> [EXERCISE BRIEF]: Go through the listing below. Copy each line that has the string "wing".

> [RECORDS FOR THIS TASK]:
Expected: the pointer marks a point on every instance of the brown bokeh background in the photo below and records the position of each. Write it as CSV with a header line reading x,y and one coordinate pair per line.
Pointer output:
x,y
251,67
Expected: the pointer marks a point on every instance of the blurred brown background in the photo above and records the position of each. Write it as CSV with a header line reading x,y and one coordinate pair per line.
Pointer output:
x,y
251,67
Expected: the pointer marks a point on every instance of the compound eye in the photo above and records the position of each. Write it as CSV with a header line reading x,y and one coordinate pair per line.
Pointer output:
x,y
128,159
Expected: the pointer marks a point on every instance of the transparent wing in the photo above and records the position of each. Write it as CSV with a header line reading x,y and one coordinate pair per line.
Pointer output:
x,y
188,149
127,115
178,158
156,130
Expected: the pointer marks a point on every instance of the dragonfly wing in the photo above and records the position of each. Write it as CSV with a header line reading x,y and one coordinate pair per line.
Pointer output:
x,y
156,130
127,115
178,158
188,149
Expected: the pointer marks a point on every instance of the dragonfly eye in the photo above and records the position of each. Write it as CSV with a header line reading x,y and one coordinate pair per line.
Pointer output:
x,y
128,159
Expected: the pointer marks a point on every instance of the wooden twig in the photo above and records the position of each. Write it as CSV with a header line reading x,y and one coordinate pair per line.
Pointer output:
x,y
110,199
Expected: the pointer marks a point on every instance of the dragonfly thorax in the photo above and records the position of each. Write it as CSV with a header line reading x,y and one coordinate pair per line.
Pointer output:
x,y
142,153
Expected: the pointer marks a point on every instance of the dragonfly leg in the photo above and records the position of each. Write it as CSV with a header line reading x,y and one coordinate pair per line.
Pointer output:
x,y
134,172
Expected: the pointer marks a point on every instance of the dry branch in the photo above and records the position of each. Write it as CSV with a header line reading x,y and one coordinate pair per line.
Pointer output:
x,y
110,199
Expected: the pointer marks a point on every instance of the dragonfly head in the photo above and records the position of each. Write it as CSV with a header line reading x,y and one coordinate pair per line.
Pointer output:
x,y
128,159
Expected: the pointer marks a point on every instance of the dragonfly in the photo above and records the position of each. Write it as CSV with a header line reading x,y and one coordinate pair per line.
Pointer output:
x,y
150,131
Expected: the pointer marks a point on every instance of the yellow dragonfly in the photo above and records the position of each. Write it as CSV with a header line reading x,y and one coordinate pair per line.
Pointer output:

> [WRITTEN ANSWER]:
Expected: the pointer marks a point on every instance of the transparent wing in the photo above and records the position of each. Write it as CSV with a header line reading x,y and one coordinate pair per line.
Expected: the pointer marks a point on every instance of the dragonfly wing in the photo above and records the position of each. Write it as CSV with a header line reading x,y and one coordinate pair per line.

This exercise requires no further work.